__WHAT YOU HAVE TO DO__.
The lines from the start of the data through the line containing "Q: Mark a point on every instance of the knit" are to be reproduced exactly, both ends included.

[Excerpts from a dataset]
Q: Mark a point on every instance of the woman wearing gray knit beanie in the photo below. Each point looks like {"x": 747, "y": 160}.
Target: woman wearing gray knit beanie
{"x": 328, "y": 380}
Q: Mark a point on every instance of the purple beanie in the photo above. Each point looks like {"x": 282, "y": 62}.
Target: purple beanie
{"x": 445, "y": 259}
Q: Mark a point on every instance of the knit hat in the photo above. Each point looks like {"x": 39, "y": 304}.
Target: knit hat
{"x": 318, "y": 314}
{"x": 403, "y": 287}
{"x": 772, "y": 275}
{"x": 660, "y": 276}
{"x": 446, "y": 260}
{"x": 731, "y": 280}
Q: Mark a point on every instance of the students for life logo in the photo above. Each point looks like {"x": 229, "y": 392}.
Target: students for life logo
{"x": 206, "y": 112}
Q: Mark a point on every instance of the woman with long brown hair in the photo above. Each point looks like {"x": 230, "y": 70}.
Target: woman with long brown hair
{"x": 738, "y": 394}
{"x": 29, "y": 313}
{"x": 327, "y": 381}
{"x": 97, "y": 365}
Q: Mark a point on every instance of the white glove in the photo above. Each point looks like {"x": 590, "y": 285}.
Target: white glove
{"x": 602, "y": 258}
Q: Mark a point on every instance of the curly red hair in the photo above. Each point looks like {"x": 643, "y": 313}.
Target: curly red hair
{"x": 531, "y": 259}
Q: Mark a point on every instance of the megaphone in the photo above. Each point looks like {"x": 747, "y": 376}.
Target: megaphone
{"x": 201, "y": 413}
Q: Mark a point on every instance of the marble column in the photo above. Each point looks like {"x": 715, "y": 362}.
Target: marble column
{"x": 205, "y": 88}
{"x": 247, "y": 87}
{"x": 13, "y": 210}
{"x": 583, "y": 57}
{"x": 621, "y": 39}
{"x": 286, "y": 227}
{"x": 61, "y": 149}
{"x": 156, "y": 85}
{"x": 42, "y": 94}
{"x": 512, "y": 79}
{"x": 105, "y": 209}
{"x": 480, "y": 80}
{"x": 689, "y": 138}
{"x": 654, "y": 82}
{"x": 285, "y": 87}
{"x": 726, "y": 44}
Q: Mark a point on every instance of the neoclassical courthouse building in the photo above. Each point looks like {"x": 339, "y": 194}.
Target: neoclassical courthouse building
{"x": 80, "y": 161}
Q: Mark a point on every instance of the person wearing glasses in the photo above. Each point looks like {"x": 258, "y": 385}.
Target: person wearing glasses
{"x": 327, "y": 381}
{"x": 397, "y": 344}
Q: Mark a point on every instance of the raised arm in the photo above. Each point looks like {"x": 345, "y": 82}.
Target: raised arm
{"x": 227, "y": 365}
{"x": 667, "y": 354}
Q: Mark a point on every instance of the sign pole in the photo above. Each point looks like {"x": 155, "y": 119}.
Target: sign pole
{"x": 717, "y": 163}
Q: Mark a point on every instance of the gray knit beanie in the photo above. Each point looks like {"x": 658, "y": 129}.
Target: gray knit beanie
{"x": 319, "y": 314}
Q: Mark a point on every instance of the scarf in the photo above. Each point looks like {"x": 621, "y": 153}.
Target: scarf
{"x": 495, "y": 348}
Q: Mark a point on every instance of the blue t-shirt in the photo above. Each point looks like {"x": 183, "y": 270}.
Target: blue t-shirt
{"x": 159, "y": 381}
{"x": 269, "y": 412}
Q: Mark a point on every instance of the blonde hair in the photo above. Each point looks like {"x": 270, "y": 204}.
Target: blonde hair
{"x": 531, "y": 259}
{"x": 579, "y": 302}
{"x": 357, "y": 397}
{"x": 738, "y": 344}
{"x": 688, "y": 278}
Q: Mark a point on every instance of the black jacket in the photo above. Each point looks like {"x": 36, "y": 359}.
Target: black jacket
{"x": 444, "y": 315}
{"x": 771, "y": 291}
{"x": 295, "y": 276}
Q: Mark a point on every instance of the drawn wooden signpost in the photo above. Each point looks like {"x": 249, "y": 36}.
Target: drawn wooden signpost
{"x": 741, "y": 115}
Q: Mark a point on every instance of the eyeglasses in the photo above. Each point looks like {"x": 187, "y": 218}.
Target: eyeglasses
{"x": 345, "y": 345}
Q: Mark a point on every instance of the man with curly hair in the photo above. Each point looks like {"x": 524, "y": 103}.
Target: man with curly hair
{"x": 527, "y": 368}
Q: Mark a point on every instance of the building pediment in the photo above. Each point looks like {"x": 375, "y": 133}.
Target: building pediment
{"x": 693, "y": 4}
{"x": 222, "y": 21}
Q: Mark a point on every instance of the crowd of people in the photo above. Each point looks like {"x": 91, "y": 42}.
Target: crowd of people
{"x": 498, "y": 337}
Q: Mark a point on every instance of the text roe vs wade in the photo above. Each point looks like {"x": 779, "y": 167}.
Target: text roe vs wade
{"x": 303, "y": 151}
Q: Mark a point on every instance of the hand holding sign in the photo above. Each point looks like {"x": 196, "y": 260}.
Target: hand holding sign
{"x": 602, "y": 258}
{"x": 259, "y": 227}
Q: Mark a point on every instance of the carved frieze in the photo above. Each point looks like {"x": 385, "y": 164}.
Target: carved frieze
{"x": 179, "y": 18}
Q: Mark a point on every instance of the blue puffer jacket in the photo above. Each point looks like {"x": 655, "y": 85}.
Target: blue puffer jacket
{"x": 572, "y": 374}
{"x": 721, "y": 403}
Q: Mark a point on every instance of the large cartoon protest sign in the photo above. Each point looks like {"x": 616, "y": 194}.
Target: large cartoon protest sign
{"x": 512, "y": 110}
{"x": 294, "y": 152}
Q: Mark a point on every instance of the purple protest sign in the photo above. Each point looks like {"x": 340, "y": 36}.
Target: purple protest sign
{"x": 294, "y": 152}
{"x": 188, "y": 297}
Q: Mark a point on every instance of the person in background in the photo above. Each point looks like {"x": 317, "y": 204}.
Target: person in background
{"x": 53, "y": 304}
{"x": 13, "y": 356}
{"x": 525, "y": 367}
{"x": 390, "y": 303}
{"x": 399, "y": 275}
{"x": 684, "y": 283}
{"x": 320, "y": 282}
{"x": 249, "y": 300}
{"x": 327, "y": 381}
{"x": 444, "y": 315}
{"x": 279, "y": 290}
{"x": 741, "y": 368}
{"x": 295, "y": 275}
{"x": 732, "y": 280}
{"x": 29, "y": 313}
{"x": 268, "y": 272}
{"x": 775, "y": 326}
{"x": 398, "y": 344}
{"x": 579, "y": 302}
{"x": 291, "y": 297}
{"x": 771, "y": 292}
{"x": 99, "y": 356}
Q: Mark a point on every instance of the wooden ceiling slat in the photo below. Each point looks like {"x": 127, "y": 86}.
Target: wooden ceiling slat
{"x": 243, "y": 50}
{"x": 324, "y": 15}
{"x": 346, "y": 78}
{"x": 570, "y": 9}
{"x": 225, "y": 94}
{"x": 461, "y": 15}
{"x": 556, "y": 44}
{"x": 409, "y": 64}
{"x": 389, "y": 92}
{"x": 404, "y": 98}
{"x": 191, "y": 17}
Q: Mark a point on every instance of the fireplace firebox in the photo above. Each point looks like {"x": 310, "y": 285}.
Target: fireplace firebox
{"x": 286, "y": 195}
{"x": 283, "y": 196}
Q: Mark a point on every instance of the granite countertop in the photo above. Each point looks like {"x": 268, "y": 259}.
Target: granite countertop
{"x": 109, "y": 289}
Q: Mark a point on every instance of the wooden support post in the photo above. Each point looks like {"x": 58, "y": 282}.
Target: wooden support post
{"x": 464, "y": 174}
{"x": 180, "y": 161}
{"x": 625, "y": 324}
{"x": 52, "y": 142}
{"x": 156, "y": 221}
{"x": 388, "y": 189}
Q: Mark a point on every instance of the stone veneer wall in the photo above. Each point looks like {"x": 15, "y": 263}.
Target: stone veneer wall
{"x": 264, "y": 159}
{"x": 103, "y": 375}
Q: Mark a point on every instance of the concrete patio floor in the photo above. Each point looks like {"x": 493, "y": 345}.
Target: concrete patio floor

__THE COMPLETED TASK__.
Q: Mark a point on every instance of the woman wearing gray knit beanie in the photo below. Each point looks like {"x": 747, "y": 160}.
Target: woman wearing gray knit beanie
{"x": 328, "y": 380}
Q: Mark a point on every instance of the purple beanie in the photo above. Each point looks like {"x": 282, "y": 62}.
Target: purple beanie
{"x": 445, "y": 259}
Q: Mark a point on every instance of the knit hat in the photo above. Each point looks like {"x": 39, "y": 304}.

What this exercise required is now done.